List each line in the records below that contains the word "wooden". Match case exactly.
━━━━━━━━━━━━━━━━━━━━
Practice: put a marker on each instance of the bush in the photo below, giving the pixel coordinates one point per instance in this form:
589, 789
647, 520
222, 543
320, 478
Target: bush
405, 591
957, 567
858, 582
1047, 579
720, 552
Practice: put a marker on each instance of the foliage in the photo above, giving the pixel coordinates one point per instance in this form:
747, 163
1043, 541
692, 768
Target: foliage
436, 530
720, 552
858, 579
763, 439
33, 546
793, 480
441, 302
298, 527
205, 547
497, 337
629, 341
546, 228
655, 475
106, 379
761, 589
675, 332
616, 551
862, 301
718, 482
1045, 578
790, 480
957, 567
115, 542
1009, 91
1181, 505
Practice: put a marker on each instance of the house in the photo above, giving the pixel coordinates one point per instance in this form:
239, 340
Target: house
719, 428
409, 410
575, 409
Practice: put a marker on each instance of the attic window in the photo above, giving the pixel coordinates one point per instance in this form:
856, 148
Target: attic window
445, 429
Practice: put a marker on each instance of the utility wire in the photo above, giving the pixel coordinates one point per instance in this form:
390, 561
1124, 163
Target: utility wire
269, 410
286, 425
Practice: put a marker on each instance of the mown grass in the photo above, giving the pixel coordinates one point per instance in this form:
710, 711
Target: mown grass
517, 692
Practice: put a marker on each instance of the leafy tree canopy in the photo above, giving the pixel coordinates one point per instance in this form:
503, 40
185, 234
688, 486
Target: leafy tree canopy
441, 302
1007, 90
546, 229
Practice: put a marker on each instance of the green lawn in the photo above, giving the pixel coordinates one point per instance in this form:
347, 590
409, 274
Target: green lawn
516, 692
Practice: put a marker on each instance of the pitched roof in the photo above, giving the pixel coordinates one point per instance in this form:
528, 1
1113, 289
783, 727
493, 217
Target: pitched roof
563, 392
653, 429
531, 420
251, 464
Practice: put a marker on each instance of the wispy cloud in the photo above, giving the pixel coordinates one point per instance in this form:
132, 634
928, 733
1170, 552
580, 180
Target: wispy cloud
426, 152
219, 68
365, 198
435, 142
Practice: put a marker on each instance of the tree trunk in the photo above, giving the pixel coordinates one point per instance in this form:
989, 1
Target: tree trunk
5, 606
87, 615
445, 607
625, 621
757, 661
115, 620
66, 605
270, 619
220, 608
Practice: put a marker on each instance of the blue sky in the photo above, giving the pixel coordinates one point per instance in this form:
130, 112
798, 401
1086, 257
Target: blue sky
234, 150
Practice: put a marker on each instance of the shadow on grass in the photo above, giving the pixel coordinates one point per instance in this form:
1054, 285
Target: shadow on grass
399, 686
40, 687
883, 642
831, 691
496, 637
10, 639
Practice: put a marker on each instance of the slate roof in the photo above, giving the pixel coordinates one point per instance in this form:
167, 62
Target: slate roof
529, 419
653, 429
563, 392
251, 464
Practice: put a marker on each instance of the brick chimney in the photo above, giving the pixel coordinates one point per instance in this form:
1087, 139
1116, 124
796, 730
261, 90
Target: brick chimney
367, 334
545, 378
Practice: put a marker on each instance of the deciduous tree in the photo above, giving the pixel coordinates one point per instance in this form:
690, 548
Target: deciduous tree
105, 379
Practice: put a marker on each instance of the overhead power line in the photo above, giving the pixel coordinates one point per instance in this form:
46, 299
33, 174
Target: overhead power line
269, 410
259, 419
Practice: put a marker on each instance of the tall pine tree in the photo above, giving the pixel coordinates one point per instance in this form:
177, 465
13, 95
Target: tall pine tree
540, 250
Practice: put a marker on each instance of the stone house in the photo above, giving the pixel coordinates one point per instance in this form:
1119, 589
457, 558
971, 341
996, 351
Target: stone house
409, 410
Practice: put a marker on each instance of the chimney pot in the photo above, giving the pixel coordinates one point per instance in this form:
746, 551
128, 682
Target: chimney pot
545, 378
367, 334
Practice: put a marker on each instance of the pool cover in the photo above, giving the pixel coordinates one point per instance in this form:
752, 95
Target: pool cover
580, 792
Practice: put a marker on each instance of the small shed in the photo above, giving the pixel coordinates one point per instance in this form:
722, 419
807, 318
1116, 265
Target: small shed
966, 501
━━━━━━━━━━━━━━━━━━━━
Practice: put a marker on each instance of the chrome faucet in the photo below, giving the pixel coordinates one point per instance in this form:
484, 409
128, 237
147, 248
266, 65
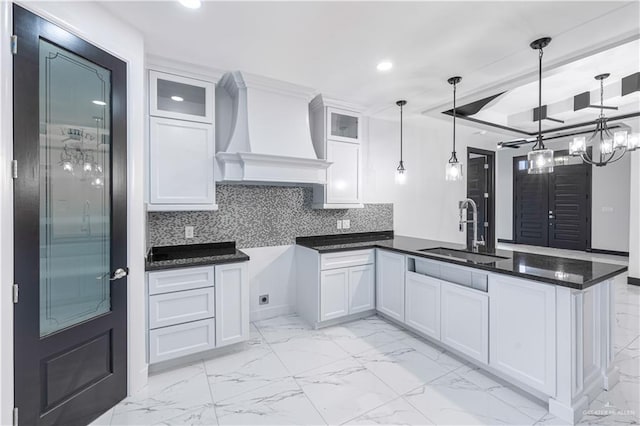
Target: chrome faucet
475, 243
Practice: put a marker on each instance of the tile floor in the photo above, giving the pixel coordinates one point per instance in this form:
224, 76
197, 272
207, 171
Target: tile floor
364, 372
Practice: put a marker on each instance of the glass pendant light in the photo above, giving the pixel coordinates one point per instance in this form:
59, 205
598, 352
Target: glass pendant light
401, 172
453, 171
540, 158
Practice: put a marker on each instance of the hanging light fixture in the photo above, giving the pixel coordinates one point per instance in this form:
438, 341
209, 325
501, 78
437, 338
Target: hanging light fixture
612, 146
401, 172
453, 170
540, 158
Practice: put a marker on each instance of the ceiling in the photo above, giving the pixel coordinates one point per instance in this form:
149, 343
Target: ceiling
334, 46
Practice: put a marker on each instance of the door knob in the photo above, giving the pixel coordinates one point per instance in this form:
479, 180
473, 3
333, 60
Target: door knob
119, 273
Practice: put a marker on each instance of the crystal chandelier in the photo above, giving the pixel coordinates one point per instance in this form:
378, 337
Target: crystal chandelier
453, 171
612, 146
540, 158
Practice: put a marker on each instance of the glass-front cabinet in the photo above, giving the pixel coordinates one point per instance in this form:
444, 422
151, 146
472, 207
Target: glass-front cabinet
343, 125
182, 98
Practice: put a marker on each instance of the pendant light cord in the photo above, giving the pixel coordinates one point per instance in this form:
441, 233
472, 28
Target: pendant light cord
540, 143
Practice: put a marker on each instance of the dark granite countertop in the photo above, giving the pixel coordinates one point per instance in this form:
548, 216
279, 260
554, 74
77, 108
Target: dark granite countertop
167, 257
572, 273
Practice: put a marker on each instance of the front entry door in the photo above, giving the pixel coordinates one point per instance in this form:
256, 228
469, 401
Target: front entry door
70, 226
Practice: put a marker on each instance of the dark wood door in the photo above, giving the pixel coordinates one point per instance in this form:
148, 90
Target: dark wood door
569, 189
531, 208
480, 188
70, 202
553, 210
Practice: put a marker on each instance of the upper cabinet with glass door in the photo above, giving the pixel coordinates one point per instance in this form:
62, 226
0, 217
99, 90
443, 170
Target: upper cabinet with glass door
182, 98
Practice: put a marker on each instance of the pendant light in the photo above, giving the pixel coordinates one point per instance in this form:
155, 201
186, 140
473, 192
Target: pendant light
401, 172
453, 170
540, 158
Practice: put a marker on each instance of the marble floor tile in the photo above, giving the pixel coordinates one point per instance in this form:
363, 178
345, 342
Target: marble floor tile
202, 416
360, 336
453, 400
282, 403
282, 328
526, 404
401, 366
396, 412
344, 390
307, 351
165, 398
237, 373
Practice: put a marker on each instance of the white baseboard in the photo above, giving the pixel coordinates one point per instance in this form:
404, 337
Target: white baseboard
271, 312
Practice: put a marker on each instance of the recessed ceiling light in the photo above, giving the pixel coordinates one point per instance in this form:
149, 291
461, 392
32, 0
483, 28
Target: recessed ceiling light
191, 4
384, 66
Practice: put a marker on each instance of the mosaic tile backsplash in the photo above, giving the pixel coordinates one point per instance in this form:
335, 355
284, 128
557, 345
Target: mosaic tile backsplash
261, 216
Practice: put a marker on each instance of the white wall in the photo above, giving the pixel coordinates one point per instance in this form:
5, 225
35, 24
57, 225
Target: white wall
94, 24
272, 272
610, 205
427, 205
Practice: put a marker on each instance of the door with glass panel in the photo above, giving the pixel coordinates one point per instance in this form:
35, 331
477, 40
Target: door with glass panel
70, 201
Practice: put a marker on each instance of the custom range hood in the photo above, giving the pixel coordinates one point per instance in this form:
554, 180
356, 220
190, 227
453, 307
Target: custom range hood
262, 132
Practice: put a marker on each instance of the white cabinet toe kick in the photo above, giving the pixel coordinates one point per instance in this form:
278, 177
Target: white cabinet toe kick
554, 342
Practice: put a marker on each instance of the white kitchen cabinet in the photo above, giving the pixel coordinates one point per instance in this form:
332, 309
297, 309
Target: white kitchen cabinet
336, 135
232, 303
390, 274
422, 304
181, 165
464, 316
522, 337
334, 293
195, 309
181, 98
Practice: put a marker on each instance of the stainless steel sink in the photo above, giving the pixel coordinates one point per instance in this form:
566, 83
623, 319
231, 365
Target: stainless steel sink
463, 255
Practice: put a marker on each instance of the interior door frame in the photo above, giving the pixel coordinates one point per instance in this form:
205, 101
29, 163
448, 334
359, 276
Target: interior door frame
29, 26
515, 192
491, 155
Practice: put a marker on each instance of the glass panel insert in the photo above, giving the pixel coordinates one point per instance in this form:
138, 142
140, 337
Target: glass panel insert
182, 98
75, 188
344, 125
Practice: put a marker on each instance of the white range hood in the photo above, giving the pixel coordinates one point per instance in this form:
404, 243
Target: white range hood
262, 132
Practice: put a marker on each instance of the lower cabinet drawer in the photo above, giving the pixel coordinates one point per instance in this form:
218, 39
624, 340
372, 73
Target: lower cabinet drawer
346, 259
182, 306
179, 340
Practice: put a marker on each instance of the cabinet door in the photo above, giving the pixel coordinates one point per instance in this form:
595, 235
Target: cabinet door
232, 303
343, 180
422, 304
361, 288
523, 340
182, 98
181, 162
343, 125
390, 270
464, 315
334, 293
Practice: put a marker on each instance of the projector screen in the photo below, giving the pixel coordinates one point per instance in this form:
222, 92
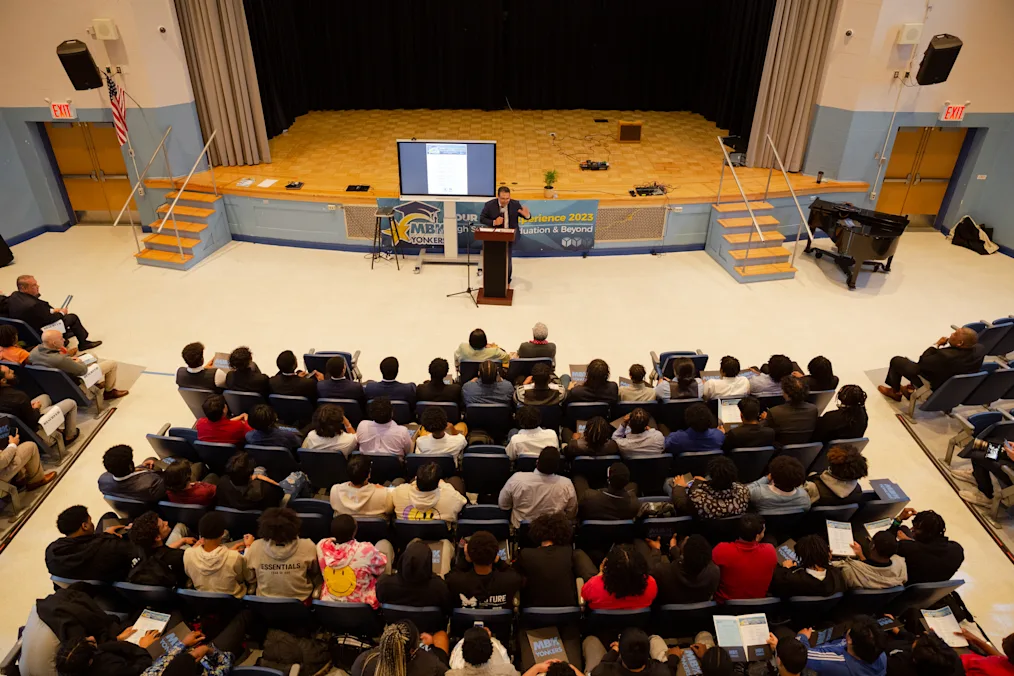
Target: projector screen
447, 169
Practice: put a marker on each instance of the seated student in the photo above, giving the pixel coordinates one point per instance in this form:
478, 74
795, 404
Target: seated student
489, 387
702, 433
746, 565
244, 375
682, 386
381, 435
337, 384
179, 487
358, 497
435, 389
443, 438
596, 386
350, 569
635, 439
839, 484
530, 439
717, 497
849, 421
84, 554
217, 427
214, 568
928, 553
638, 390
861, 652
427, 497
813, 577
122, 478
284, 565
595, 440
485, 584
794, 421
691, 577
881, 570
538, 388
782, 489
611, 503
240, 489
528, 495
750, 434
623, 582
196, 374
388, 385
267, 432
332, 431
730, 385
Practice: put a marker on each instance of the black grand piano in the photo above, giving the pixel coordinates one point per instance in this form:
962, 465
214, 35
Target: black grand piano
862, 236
━━━━━━━━━━━━━━━━━━━━
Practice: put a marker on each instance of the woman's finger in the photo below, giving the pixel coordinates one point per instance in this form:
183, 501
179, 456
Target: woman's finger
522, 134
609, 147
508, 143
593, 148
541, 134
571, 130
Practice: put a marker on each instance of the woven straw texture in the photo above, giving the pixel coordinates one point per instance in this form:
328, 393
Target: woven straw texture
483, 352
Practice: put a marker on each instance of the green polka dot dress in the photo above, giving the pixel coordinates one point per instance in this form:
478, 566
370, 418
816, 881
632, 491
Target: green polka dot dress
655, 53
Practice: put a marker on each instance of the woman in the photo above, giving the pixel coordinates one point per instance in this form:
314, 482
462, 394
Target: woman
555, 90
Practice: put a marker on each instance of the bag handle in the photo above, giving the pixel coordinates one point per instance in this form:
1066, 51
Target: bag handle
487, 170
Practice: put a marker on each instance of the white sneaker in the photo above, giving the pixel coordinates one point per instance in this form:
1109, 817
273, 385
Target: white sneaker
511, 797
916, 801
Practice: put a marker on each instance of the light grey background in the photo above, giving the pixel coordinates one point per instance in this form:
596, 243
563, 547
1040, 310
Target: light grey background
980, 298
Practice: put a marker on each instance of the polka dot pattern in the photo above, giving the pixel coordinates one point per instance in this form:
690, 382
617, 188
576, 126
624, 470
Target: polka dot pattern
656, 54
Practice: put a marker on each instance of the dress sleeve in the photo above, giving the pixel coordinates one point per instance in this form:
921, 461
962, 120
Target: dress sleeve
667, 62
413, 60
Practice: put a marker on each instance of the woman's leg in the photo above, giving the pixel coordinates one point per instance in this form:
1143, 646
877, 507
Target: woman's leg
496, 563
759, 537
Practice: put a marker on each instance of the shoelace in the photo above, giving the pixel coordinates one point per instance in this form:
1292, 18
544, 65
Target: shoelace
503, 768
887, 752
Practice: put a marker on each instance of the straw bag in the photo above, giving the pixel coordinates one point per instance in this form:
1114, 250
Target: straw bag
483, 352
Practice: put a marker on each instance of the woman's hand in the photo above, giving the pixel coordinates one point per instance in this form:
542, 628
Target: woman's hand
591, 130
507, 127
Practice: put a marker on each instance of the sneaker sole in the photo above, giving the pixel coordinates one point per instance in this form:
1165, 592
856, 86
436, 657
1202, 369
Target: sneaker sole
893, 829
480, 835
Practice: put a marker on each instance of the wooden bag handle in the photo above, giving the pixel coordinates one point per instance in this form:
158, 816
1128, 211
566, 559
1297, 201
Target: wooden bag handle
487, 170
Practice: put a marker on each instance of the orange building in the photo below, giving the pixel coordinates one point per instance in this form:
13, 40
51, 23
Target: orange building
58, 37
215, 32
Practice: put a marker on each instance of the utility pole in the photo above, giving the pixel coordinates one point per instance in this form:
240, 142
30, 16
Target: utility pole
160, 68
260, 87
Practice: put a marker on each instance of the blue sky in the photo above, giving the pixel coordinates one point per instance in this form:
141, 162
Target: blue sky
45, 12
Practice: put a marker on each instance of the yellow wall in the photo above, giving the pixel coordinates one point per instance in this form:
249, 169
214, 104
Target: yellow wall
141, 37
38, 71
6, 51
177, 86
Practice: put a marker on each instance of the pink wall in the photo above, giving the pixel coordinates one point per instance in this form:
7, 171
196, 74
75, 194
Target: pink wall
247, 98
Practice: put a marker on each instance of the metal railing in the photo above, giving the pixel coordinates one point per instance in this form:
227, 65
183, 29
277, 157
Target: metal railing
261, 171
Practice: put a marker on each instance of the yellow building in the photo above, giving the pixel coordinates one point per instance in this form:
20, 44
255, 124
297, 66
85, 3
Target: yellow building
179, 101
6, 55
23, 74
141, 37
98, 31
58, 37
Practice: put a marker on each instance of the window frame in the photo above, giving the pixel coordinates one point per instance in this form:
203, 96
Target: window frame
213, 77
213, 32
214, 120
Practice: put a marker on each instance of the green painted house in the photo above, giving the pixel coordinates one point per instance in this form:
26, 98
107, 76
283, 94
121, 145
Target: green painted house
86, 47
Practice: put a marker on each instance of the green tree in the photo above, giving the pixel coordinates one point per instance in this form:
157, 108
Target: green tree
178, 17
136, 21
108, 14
━━━━━━━━━━━━━━━━━━━━
■ The answer
Practice: put a marker on each instance of the wooden bag handle in the photo above, giving the pixel coordinates one point per instance in this form:
Target: wooden bag handle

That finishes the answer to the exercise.